◆ Problem statement
Only the pictures stay out; please return all the entries below exactly as written.

◆ Source data

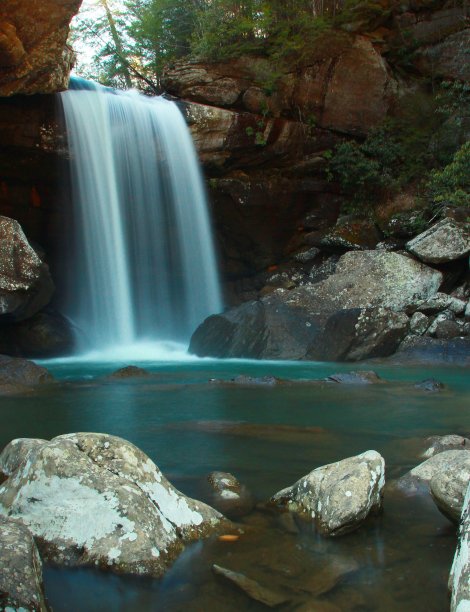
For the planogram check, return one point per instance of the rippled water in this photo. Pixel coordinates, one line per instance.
(190, 426)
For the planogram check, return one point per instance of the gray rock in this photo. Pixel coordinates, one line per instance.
(419, 478)
(25, 283)
(97, 499)
(19, 375)
(229, 496)
(448, 490)
(361, 377)
(419, 323)
(440, 302)
(430, 384)
(353, 314)
(438, 444)
(459, 579)
(21, 586)
(15, 452)
(446, 241)
(337, 497)
(265, 595)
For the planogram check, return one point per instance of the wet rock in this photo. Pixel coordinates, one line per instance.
(97, 499)
(361, 377)
(18, 375)
(267, 596)
(438, 444)
(448, 490)
(430, 384)
(446, 241)
(419, 323)
(459, 579)
(129, 372)
(21, 586)
(15, 452)
(419, 478)
(25, 283)
(229, 496)
(34, 56)
(337, 497)
(330, 576)
(46, 334)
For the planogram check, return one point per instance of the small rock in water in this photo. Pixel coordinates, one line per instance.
(459, 579)
(229, 496)
(254, 590)
(21, 586)
(129, 372)
(360, 377)
(430, 384)
(439, 444)
(337, 497)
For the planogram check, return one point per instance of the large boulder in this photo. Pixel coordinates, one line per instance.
(19, 375)
(21, 586)
(459, 580)
(352, 314)
(446, 241)
(97, 499)
(34, 56)
(337, 497)
(25, 283)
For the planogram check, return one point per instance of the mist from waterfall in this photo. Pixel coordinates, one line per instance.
(143, 265)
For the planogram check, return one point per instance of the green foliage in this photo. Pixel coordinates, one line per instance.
(451, 185)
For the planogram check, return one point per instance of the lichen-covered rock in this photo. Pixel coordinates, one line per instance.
(17, 375)
(229, 495)
(337, 497)
(419, 478)
(34, 57)
(448, 490)
(97, 499)
(21, 586)
(15, 452)
(459, 579)
(446, 241)
(25, 283)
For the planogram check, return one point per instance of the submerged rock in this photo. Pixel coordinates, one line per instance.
(459, 580)
(265, 595)
(446, 241)
(450, 462)
(21, 586)
(229, 496)
(361, 377)
(97, 499)
(338, 497)
(19, 375)
(25, 283)
(439, 444)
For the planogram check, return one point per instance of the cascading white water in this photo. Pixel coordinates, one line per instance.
(144, 267)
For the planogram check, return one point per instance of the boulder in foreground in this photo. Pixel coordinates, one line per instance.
(97, 499)
(337, 497)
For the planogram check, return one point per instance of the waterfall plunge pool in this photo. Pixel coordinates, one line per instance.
(190, 427)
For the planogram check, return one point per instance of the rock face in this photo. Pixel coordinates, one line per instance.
(19, 375)
(97, 499)
(449, 463)
(34, 57)
(339, 496)
(21, 585)
(446, 241)
(352, 314)
(25, 282)
(459, 580)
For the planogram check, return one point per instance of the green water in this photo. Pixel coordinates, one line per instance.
(190, 427)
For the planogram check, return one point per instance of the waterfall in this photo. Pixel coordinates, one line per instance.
(143, 266)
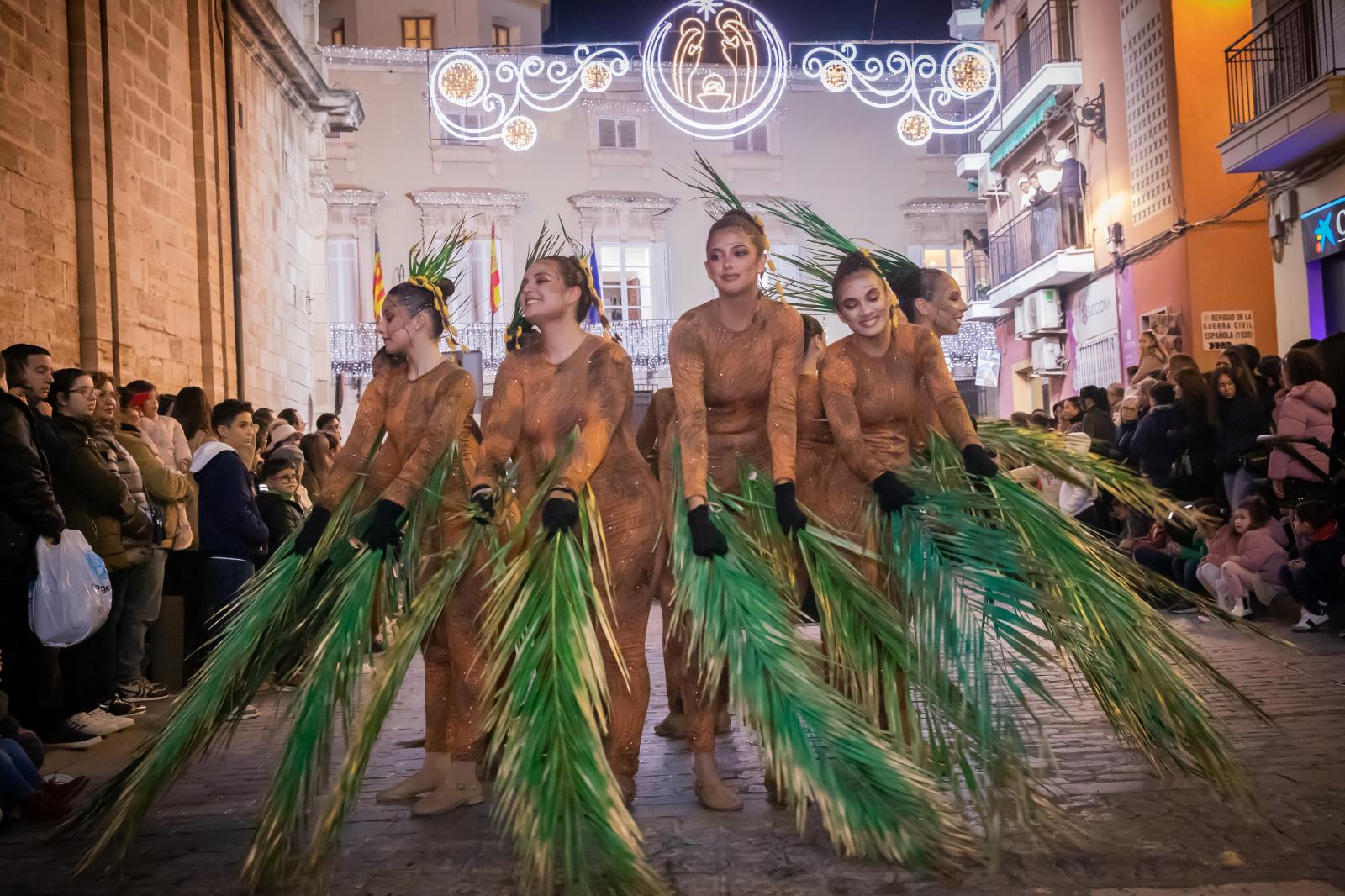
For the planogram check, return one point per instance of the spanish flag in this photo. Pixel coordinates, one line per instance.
(495, 275)
(378, 280)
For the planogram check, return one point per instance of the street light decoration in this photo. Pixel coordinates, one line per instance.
(715, 69)
(938, 92)
(463, 81)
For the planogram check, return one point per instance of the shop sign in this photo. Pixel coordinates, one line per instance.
(1223, 329)
(1324, 230)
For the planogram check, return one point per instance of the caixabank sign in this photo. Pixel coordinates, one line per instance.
(1324, 230)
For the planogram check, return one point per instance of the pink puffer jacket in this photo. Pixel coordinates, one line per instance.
(1262, 551)
(1302, 410)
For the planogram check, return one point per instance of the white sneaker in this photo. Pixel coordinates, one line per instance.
(1311, 622)
(120, 721)
(93, 725)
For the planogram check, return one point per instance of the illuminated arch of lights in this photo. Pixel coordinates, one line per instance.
(713, 69)
(935, 91)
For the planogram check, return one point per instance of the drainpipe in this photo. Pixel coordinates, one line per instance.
(232, 125)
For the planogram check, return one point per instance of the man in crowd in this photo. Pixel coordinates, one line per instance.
(29, 510)
(232, 535)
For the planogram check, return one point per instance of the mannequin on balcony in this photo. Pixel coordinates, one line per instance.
(735, 373)
(562, 381)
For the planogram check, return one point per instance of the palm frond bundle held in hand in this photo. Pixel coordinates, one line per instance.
(1021, 447)
(264, 634)
(820, 751)
(555, 794)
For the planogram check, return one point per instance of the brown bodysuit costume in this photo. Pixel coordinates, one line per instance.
(535, 408)
(421, 419)
(874, 407)
(735, 397)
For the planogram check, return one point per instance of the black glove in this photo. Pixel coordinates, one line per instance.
(484, 501)
(706, 539)
(560, 513)
(313, 530)
(978, 461)
(787, 509)
(892, 493)
(382, 529)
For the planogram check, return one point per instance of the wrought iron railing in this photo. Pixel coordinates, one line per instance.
(354, 345)
(1039, 230)
(1282, 54)
(1049, 38)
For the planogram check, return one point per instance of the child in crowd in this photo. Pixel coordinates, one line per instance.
(1315, 579)
(1255, 567)
(276, 499)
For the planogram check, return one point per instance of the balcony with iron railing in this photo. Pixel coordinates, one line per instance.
(1046, 245)
(1040, 64)
(1286, 87)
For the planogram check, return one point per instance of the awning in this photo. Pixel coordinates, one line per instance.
(1021, 132)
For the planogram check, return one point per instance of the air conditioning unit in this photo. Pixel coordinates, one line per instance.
(1048, 356)
(1044, 314)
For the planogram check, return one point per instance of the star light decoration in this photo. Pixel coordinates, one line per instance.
(938, 92)
(462, 81)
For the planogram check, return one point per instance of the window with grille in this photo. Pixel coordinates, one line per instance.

◆ Written solution
For the planogram check, return one point per instance of the rippled water in this photo. Pixel coordinates, one line per instance.
(190, 426)
For the planogram check, return one point per instance of the gray rock in this photo. Pixel coordinates, one line per instance.
(419, 478)
(25, 283)
(97, 499)
(19, 375)
(229, 496)
(448, 490)
(361, 377)
(419, 323)
(440, 302)
(430, 384)
(353, 314)
(438, 444)
(459, 579)
(21, 586)
(15, 452)
(446, 241)
(337, 497)
(265, 595)
For the planogram check, return one point per instance of the wet rock in this photo. Pixel coordinates, one line per instance.
(97, 499)
(361, 377)
(18, 375)
(267, 596)
(438, 444)
(448, 490)
(430, 384)
(446, 241)
(419, 323)
(459, 579)
(129, 372)
(21, 586)
(15, 452)
(419, 478)
(25, 283)
(229, 496)
(34, 56)
(337, 497)
(330, 576)
(46, 334)
For the planogram check, return one point per instance of the small rock in water in this photo. Pixel coordinates, one line per instance.
(459, 579)
(229, 496)
(254, 590)
(21, 586)
(129, 372)
(360, 377)
(430, 384)
(439, 444)
(337, 497)
For the planogram check, return one point per instance of the large boulder in this photo. Pixel coordinates, one line per instance.
(19, 375)
(21, 586)
(459, 580)
(352, 314)
(446, 241)
(97, 499)
(34, 56)
(337, 497)
(25, 283)
For the planogram check, return one point per instance of the mist from waterfall in this photo. Pixel coordinates, one line per instance.
(143, 265)
For the planogram check, return one point per instance of the green foliage in this photo. Pixel coordinates, one line per instance.
(451, 185)
For the planogram check, return one point per instance of the lichen-covered rock in this photo. Pixel coordinates, one line per instance.
(17, 375)
(229, 495)
(337, 497)
(419, 478)
(34, 57)
(448, 490)
(97, 499)
(21, 586)
(15, 452)
(459, 579)
(446, 241)
(25, 283)
For the planogram check, return one point per instance of the submerged rock in this photo. Pixel coordinates, one line per instance.
(459, 580)
(265, 595)
(446, 241)
(450, 462)
(21, 586)
(229, 496)
(361, 377)
(97, 499)
(338, 497)
(19, 375)
(25, 283)
(439, 444)
For the planogram check, return one point per instance of the cascading white water in this photo. Pixel coordinates, one line per instance.
(144, 267)
For the planogram check, return one point per instance of the boulder in foreground in this photo. Pixel coordinates, one line per instance.
(97, 499)
(337, 497)
For the planogram check, return one point per instance of the waterfall plunge pool in this photo. Pixel coordinates, one line per instance.
(190, 427)
For the planogram check, return one point per instance of the rock face in this photo. Pixel coordinates, one line per instance.
(19, 375)
(97, 499)
(449, 463)
(34, 57)
(339, 496)
(21, 585)
(446, 241)
(352, 314)
(25, 282)
(459, 580)
For the planogram check, return one point per instance of the green water in this photo. Pixel coordinates, one line per instance.
(190, 427)
For the planogram check, return one point per instance of the waterfall in this photo. Pixel coordinates, one line per instance.
(143, 266)
For the planogram check, return one point per instance of the spanish flag in this photo. Pixel coordinates, one line per instance.
(495, 275)
(378, 280)
For the planogram check, return one point per instance of the street light decoration in this photo. Pixel coordinates, one line per instance.
(715, 69)
(938, 92)
(463, 81)
For the planogram check, return one point per instance of the shop sign in this photo. Pixel coordinates, one line per instance.
(1223, 329)
(1324, 230)
For the planogram check, return one point per instance of the caixabank sign in this photo. Pixel coordinates, one line per instance.
(1324, 230)
For the planogram check, return one point per instance of the pink puffer jacket in this photo. Pixel coordinates, one line per instance.
(1262, 551)
(1302, 410)
For the planogram check, return one point per instance of the white sneaker in this photo. Pixel coordinates, one line per instance.
(1311, 622)
(120, 721)
(93, 725)
For the planogram check, return one point per instance of the illuminated arch of lights in this photo. Pixel coordinates, one line per instance.
(713, 69)
(935, 91)
For the planogram check, return one point per instance of the drainpipe in this photo. Pixel coordinates, one line per instance.
(232, 125)
For the planogram check, return one point per instance of the man in crowd in this photo. Pixel coordinates, one line per instance.
(29, 510)
(232, 535)
For the planogram check, return one point per instance of the mannequin on balcony in this photo. Pixel coordinates, one line per instance.
(735, 373)
(562, 381)
For the planogram check, return one point per instance of the palm frond bundle held in hand in this photo. Pixel coordinates, one line per instance.
(1021, 447)
(264, 634)
(820, 751)
(555, 794)
For the planogram check, return one point per instance of the brown bodysuit costume in this photo. Pixel coordinates, one line per instance.
(535, 408)
(421, 419)
(874, 407)
(735, 397)
For the planogram check, return one point per instance of the black glove in this photo. Pixel coordinates, one line per instance.
(484, 501)
(706, 539)
(560, 513)
(313, 530)
(978, 461)
(787, 509)
(892, 493)
(382, 529)
For the planogram check, return one point per instance of the wrought iron railing in this photo. Pixel coordinates, one line per instance.
(354, 345)
(1039, 230)
(1282, 54)
(1049, 38)
For the planogram check, return one point per instance of the child in crowd in this photo. Pixel coordinates, one line per instance.
(1315, 579)
(1255, 567)
(276, 499)
For the planogram check, return one point per instance of the balcony with iron railing in this photo. Pixel coordinates, one line per instance.
(1046, 245)
(1040, 64)
(1286, 87)
For the planogram check, return one point per instance of the awning in this photo. Pixel coordinates, one line per instance.
(1021, 132)
For the planogram check, return one point per instance of the air conditioning unit in this photo. Pixel coordinates, one line per instance.
(1048, 356)
(1044, 314)
For the planogram check, return one point per instance of the star light decoration in this photo. Pixel coordinates, one line per instance.
(938, 92)
(462, 81)
For the planogram check, return one point per instance of the window with grille in this photo. Pixel coordinates, one line per instance.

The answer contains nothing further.